### Page
** start **

In April 2022, the NCAA Division I Committee on Infractions panel, upon the conclusion of an investigation, found that Nazlymov had violated NCAA head coach responsibility rules, and was guilty of aggravated level I violations. Further, he violated ethical conduct rules, by ignoring several requests that had been made to him to cooperate with the NCAA investigation. The panel found that: "The head fencing coach violated fundamental, well-known bylaws. Worse, the head fencing coach received relevant education on the exact areas of the violations as they were occurring, but continued to commit the same violations and, in some circumstances, concealed them from compliance staff." The NCAA said Nazlymov arranged, provided, or directed other coaches to give more than $6,000 in recruiting inducements to three fencers, primarily by giving them free access to the OSU fencing facility. Two of the prospects also received free meals and free private lessons from Nazylmov, which allowed OSU coaches to observe the fencers, and constituted impermissible tryouts, and received other inducements. It also found that under Nazlymov's direction, in addition 18 student fencers also received impermissible benefits worth over $8,000 in the form of free access to his local fencing club, resulting in them competing while ineligible.

The NCAA sanctioned Nazlymov with a 10-year show-cause order. He was restricted from any athletically related duties by any NCAA school hiring him, unless that school could demonstrate why such restriction should not apply. If Nazlymov is hired after his show cause order ends, he will be suspended from 100% of his first season of employment.

The NCAA also meted out additional punishments to the school athletic department and fencing program. The Ohio State fencing team was placed on four years of probation for NCAA violations committed between 2015 and 2019. In addition, the OSU athletic department was fined, and the OSU fencing program budget was reduced by 3%. The fencing program scholarship program was reduced by 10% for the 2022–23 academic year. Team wins and championships, and individual records for affected fencers, were vacated, including the 2016 and 2017 second-place finishes and a 2018 third-place finish in the NCAAs for the fencing team, and Midwest Fencing Conference championships in 2016, 2017, and 2018.

** end **

### Data lines
** start **

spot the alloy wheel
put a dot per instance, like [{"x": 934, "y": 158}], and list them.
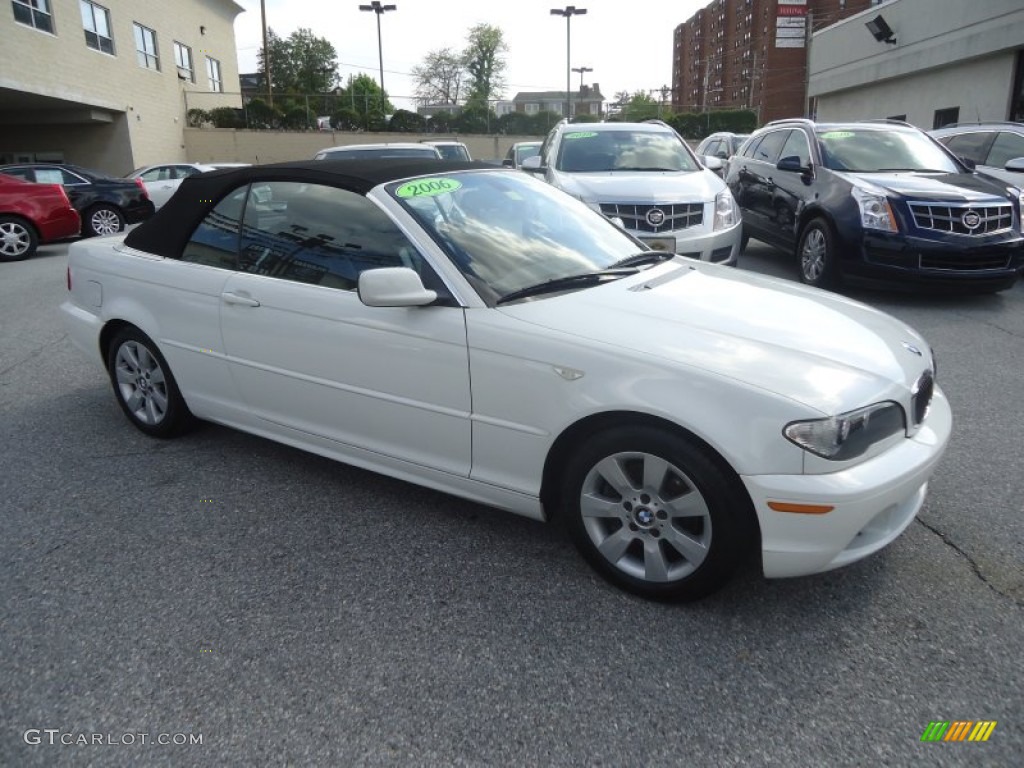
[{"x": 645, "y": 517}]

** end **

### Short exercise
Rewrite the passage on the NCAA fencing sanctions, starting at "The NCAA sanctioned" and ending at "season of employment.", with "ten-year" in place of "10-year". The data plays no part in what follows.

### Exercise output
The NCAA sanctioned Nazlymov with a ten-year show-cause order. He was restricted from any athletically related duties by any NCAA school hiring him, unless that school could demonstrate why such restriction should not apply. If Nazlymov is hired after his show cause order ends, he will be suspended from 100% of his first season of employment.